§ Data provided
=======
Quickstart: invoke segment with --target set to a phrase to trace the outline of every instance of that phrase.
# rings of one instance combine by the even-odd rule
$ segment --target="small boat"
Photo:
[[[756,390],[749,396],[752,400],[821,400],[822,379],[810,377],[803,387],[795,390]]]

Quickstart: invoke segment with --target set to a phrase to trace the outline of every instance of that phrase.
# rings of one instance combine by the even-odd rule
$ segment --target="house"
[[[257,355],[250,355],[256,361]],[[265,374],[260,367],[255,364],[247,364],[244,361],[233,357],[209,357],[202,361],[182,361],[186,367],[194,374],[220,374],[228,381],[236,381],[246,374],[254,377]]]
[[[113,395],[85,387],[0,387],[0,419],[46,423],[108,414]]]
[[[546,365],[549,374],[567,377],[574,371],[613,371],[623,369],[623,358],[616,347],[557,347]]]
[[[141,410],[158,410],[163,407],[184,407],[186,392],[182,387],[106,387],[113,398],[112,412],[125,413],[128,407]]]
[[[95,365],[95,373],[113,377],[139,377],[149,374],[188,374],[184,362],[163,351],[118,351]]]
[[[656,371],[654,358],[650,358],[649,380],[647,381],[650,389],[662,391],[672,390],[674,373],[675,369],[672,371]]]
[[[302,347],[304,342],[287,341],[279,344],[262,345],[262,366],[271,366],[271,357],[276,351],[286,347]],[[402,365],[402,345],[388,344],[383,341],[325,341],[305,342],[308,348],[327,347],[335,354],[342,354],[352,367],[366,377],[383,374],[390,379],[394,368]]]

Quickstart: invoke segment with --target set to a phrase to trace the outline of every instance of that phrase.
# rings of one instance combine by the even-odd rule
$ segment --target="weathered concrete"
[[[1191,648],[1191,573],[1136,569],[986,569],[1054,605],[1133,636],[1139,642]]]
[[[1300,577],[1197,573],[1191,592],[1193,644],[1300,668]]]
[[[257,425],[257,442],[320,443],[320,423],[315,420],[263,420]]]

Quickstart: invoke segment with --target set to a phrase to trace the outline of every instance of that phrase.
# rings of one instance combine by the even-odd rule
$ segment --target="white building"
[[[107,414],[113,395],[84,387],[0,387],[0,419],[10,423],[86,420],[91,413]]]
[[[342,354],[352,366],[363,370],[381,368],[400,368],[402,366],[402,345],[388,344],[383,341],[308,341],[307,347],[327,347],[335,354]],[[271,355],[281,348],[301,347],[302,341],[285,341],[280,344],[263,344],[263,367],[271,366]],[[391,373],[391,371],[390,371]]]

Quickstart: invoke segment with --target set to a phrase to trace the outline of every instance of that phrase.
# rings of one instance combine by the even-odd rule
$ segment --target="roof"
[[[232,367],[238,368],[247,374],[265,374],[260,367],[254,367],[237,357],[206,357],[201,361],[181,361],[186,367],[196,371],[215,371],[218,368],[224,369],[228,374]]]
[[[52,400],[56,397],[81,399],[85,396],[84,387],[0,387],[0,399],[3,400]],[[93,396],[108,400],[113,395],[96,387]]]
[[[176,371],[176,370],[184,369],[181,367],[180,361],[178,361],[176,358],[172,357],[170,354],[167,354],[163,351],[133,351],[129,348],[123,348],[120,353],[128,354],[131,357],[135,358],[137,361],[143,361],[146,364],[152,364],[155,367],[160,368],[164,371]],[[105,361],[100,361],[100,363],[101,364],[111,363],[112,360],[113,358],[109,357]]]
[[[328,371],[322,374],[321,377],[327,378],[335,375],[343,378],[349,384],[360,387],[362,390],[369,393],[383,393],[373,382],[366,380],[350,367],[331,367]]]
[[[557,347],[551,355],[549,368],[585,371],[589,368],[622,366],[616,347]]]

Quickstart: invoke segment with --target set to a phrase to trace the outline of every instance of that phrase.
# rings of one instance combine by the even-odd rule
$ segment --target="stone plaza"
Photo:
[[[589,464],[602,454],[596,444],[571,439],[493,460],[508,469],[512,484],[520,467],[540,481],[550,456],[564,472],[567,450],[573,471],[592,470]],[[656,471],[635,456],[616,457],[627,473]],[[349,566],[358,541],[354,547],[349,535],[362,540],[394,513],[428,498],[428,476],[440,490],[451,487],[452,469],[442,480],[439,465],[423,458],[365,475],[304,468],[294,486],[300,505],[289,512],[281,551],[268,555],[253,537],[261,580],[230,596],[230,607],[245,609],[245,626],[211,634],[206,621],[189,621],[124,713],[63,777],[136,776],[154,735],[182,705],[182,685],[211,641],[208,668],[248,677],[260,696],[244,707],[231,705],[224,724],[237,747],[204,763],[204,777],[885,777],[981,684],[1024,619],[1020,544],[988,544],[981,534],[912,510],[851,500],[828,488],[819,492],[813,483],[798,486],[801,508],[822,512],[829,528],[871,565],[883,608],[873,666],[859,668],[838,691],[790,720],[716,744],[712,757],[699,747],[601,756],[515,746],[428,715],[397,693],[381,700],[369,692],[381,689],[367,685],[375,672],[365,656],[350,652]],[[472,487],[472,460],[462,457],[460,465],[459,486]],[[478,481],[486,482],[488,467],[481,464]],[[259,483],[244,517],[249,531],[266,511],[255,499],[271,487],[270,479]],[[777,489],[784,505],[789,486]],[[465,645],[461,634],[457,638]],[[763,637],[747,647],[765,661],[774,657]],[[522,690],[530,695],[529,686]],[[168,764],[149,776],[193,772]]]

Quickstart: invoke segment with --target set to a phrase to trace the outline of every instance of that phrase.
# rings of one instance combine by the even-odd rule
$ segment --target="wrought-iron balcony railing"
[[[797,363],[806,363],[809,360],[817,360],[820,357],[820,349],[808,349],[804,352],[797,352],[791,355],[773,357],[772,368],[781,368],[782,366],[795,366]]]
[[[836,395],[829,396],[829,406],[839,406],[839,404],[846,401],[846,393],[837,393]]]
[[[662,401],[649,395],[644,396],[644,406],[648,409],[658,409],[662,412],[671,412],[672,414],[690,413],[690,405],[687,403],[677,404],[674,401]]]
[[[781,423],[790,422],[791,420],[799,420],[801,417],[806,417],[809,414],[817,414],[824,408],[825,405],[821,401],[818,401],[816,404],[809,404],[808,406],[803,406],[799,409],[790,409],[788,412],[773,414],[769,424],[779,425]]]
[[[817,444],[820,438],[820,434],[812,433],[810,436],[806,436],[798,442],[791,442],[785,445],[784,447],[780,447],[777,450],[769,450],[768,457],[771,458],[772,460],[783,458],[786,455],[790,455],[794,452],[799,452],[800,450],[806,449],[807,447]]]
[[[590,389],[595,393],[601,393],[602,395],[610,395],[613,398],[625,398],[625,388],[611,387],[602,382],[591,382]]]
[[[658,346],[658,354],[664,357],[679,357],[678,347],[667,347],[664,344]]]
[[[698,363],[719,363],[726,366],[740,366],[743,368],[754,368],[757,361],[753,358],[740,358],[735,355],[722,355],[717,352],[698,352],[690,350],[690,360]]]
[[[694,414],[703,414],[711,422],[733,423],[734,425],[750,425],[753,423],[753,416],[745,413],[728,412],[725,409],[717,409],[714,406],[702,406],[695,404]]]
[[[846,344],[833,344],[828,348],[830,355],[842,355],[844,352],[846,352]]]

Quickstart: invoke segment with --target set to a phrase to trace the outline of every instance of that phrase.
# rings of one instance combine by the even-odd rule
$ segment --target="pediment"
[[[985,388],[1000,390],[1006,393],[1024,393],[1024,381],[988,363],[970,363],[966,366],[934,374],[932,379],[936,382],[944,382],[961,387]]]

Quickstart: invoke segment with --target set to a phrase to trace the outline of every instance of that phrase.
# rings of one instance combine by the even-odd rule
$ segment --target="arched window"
=======
§ What you are asked to do
Please print the full listing shown above, exactly as it appears.

§ Task result
Quickstart: invoke segment with --target set to a phrase to trace the outline of every instance of that phrase.
# rings of one instance combine by the even-odd rule
$ segment --target="small boat"
Photo:
[[[756,390],[749,396],[752,400],[821,400],[822,379],[810,377],[803,387],[795,390]]]

Quickstart: invoke segment with --target set to a phrase to trace the outline of every instance of that phrase.
# rings of one instance combine by the even-odd rule
$ segment --target="house"
[[[257,355],[250,355],[256,361]],[[265,374],[260,367],[255,364],[247,364],[244,361],[233,357],[209,357],[202,361],[182,361],[186,367],[194,374],[220,374],[228,381],[236,381],[246,374],[254,377]]]
[[[113,395],[85,387],[0,387],[0,419],[46,423],[108,414]]]
[[[546,365],[549,374],[567,377],[574,371],[613,371],[623,369],[623,358],[616,347],[557,347]]]
[[[141,410],[158,410],[163,407],[184,407],[186,392],[182,387],[106,387],[113,398],[112,412],[125,413],[128,407]]]
[[[95,365],[95,373],[113,377],[139,377],[149,374],[188,374],[184,362],[163,351],[118,351]]]
[[[656,371],[654,358],[650,358],[649,380],[647,381],[650,389],[662,391],[672,390],[674,373],[675,369],[672,371]]]
[[[302,347],[304,342],[287,341],[279,344],[262,345],[262,366],[271,366],[271,357],[276,351],[286,347]],[[402,365],[402,345],[388,344],[383,341],[325,341],[305,342],[308,348],[327,347],[335,354],[342,354],[352,367],[366,377],[383,374],[390,379],[394,368]]]

Quickstart: invoke segment with --target set to a phrase to trace the outline of every instance of that phrase.
# rings of one instance combine by the even-odd rule
$ segment --target="weathered concrete"
[[[1191,648],[1191,573],[1136,569],[986,569],[1054,605],[1133,636],[1139,642]]]
[[[1300,577],[1197,573],[1191,592],[1193,644],[1300,668]]]
[[[257,425],[257,442],[320,443],[320,423],[315,420],[263,420]]]

Quickstart: invoke segment with --target set to a phrase to trace the outline of every instance of that phrase.
# rings of one instance combine by the even-odd rule
$ segment --target="white building"
[[[107,414],[113,395],[84,387],[0,387],[0,419],[10,423],[86,420],[91,413]]]
[[[342,354],[352,366],[363,370],[381,368],[400,368],[402,366],[402,345],[388,344],[383,341],[308,341],[307,347],[327,347],[335,354]],[[271,355],[281,348],[301,347],[302,341],[285,341],[280,344],[263,344],[263,367],[271,366]],[[391,373],[391,371],[390,371]]]

Quickstart: invoke segment with --target set to a phrase to trace the outline of every instance of that phrase.
# rings of one instance combine by the even-odd rule
$ segment --target="roof"
[[[232,367],[238,368],[247,374],[265,374],[260,367],[254,367],[237,357],[206,357],[201,361],[181,361],[186,367],[196,371],[215,371],[218,368],[224,369],[228,374]]]
[[[52,400],[56,397],[81,399],[85,396],[84,387],[0,387],[0,399],[3,400]],[[93,396],[108,400],[113,395],[96,387]]]
[[[176,371],[176,370],[184,369],[181,367],[180,361],[178,361],[176,358],[172,357],[170,354],[167,354],[163,351],[133,351],[129,348],[123,348],[120,353],[128,354],[131,357],[135,358],[137,361],[143,361],[146,364],[152,364],[155,367],[160,368],[164,371]],[[105,361],[100,361],[100,363],[101,364],[111,363],[112,360],[113,358],[109,357]]]
[[[328,371],[322,374],[321,377],[327,378],[335,375],[343,378],[349,384],[360,387],[362,390],[369,393],[383,393],[373,382],[366,380],[350,367],[331,367]]]
[[[557,347],[551,355],[549,368],[585,371],[589,368],[622,366],[616,347]]]

Quickstart: invoke segment with --target set to a phrase to trace the outline of every instance of that phrase.
# rings of one instance combine by the even-odd rule
$ segment --target="stone plaza"
Photo:
[[[589,464],[602,454],[596,444],[571,439],[493,460],[508,469],[512,484],[520,467],[540,481],[550,456],[564,472],[567,450],[573,471],[592,470]],[[656,471],[635,456],[616,457],[627,473]],[[349,566],[358,541],[354,547],[349,535],[362,540],[394,513],[428,498],[428,476],[440,490],[451,487],[452,469],[442,480],[439,465],[423,458],[365,475],[304,468],[294,486],[300,505],[289,512],[281,551],[268,555],[253,537],[261,580],[230,596],[230,607],[245,609],[245,626],[211,634],[206,621],[189,621],[124,713],[63,777],[136,776],[154,735],[182,705],[182,685],[211,641],[208,668],[248,677],[260,696],[244,707],[231,705],[224,724],[237,747],[204,763],[204,777],[885,777],[981,684],[1024,619],[1020,544],[988,544],[981,534],[912,510],[851,500],[828,488],[819,492],[813,483],[798,486],[801,508],[822,512],[829,528],[871,565],[883,608],[873,666],[859,668],[838,691],[790,720],[716,744],[712,757],[699,747],[601,756],[515,746],[428,715],[397,693],[381,700],[369,692],[381,689],[367,685],[375,672],[365,656],[350,652]],[[472,487],[472,460],[462,457],[460,465],[459,486]],[[478,481],[486,482],[488,467],[481,464]],[[259,483],[244,517],[249,531],[266,511],[255,499],[271,487],[270,479]],[[777,489],[784,505],[789,486]],[[465,645],[461,634],[457,638]],[[763,637],[747,647],[765,661],[774,657]],[[522,690],[530,695],[529,686]],[[168,764],[149,776],[193,772]]]

Quickstart: invoke segment with --target set to a phrase to trace the outline of every instance of that phrase.
# rings of one instance combine by the even-odd rule
$ segment --target="wrought-iron balcony railing"
[[[797,363],[806,363],[809,360],[817,360],[820,357],[820,349],[808,349],[804,352],[797,352],[791,355],[773,357],[772,368],[781,368],[782,366],[795,366]]]
[[[836,395],[829,396],[829,406],[839,406],[839,404],[846,401],[846,393],[837,393]]]
[[[662,401],[649,395],[644,396],[644,406],[648,409],[658,409],[662,412],[671,412],[672,414],[690,413],[690,405],[687,403],[677,404],[674,401]]]
[[[781,423],[790,422],[791,420],[799,420],[801,417],[806,417],[809,414],[817,414],[824,408],[825,405],[821,401],[818,401],[816,404],[809,404],[808,406],[803,406],[799,409],[790,409],[788,412],[773,414],[769,424],[779,425]]]
[[[817,444],[820,438],[820,434],[812,433],[810,436],[806,436],[798,442],[791,442],[785,445],[784,447],[780,447],[777,450],[769,450],[768,457],[771,458],[772,460],[783,458],[786,455],[790,455],[794,452],[799,452],[800,450],[806,449],[807,447]]]
[[[590,389],[595,393],[601,393],[602,395],[610,395],[613,398],[625,398],[625,388],[611,387],[602,382],[591,382]]]
[[[658,346],[658,354],[664,357],[679,357],[678,347],[667,347],[664,344]]]
[[[698,363],[719,363],[726,366],[740,366],[743,368],[754,368],[757,361],[753,358],[740,358],[735,355],[722,355],[717,352],[698,352],[690,350],[690,360]]]
[[[694,414],[703,414],[711,422],[733,423],[734,425],[750,425],[753,423],[753,416],[745,413],[728,412],[725,409],[717,409],[714,406],[702,406],[695,404]]]
[[[846,344],[833,344],[828,348],[830,355],[842,355],[844,352],[846,352]]]

Quickstart: invoke segment with --target set to a phrase to trace the outline of every instance of that phrase.
# rings of one instance combine by the even-odd rule
$ segment --target="pediment"
[[[985,388],[1000,390],[1006,393],[1024,393],[1024,381],[988,363],[970,363],[966,366],[934,374],[932,379],[936,382],[944,382],[961,387]]]

Quickstart: invoke segment with --target set to a phrase to trace the outline of every instance of that phrase.
# rings of one instance combine by the even-odd rule
$ segment --target="arched window"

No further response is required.